Segmentation dataset excerpts:
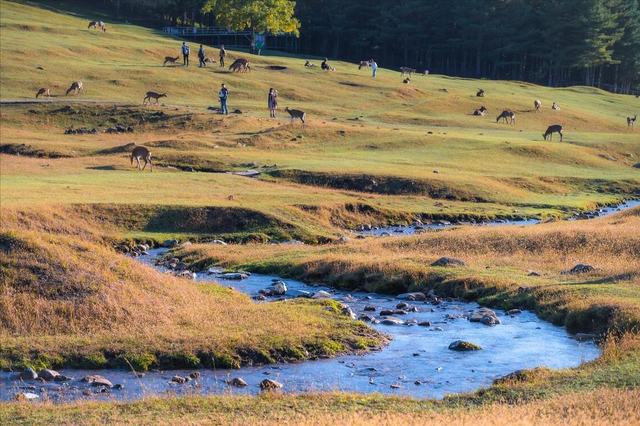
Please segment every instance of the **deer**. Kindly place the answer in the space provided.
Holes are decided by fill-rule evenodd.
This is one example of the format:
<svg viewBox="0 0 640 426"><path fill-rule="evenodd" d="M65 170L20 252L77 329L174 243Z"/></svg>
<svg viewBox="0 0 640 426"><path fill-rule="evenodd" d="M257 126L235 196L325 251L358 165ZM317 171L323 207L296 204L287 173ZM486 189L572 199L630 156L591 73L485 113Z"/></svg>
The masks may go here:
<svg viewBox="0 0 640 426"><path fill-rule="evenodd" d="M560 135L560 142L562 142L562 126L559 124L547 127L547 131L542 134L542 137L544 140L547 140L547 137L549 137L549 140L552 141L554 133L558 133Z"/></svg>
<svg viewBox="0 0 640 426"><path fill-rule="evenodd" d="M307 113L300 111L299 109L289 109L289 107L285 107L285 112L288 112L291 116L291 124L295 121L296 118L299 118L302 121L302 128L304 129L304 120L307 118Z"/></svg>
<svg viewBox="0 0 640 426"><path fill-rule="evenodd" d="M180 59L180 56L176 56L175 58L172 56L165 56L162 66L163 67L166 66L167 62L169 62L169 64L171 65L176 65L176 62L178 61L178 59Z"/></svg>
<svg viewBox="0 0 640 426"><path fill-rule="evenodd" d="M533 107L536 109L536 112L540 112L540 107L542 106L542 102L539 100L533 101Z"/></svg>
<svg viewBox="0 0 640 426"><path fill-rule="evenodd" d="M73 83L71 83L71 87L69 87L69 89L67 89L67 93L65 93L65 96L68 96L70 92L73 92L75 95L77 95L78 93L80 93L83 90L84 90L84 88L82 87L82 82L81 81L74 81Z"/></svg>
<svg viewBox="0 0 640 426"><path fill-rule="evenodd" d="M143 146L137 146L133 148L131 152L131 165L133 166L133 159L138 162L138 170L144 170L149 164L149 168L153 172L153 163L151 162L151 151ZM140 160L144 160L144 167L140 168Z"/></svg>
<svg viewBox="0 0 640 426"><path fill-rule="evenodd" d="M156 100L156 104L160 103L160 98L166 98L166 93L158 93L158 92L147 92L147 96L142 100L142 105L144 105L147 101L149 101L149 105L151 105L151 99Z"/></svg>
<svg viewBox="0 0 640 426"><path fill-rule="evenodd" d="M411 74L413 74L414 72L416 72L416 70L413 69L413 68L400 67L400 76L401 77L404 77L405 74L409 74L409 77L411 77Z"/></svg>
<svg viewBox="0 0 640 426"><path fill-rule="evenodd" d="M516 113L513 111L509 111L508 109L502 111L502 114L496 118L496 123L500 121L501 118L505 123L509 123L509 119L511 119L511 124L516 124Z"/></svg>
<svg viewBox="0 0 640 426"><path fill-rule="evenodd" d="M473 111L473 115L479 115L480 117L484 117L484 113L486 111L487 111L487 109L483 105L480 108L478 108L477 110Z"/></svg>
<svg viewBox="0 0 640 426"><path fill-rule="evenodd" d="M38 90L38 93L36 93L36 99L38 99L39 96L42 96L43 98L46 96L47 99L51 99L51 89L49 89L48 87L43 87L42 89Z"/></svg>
---
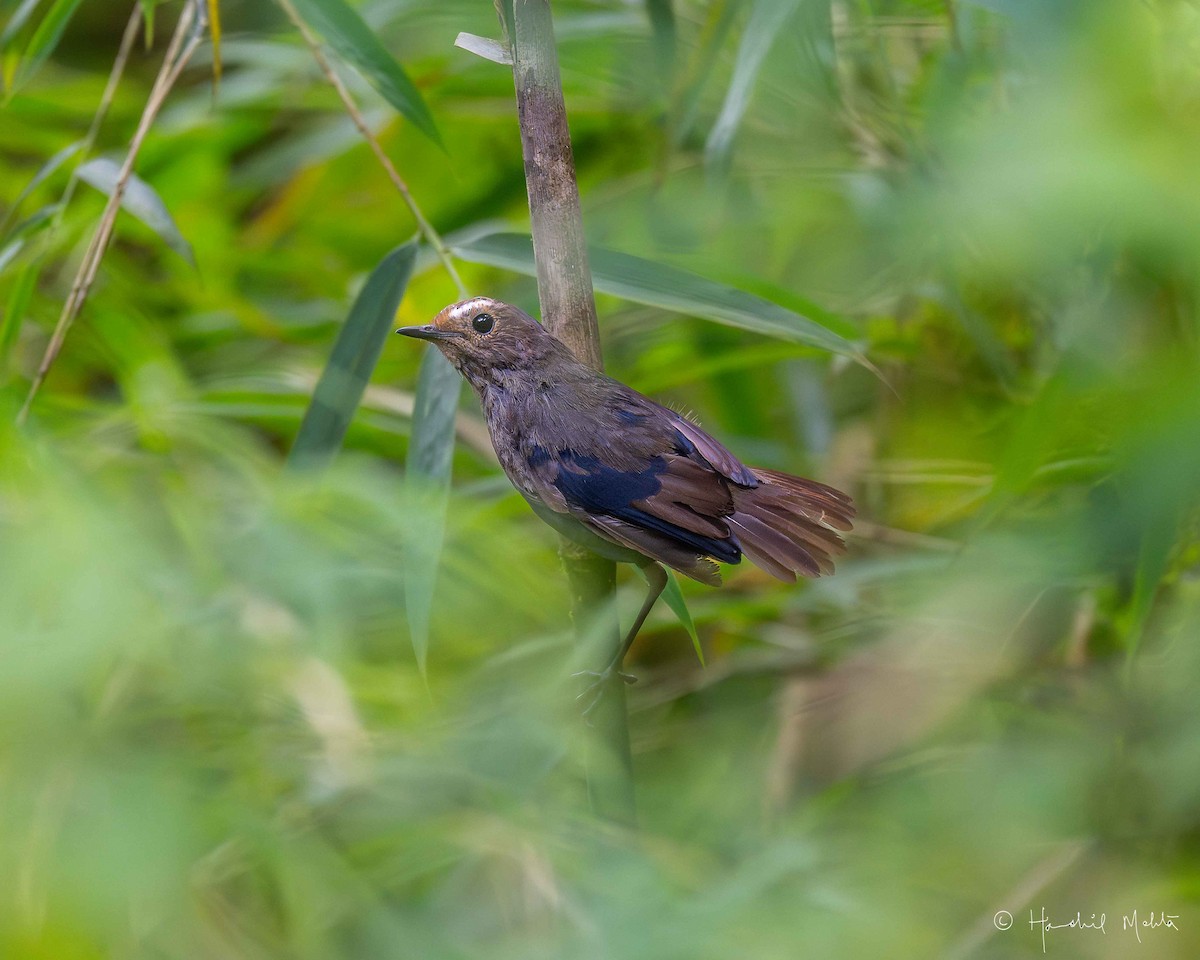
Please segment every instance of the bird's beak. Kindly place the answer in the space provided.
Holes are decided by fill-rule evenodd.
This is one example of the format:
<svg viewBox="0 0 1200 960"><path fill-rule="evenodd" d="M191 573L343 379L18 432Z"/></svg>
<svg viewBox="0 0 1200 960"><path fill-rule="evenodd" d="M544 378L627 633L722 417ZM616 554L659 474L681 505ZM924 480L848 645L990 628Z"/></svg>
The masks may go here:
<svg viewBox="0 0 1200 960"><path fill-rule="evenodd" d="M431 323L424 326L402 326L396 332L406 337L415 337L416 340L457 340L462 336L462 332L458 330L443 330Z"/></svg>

● **Given instruction**
Rewrite the lines starting with the one containing "Please segment every instance of the **deer**." and going on through the one containing "170L20 252L77 329L174", putting "sample" in place of "example" and leaving everything else unchanged.

● **Correct answer**
Please segment every instance of the **deer**. Kindly place the answer in the space provided.
Holes are decided by fill-rule evenodd.
This is one sample of the format:
<svg viewBox="0 0 640 426"><path fill-rule="evenodd" d="M65 170L20 252L77 329L174 243Z"/></svg>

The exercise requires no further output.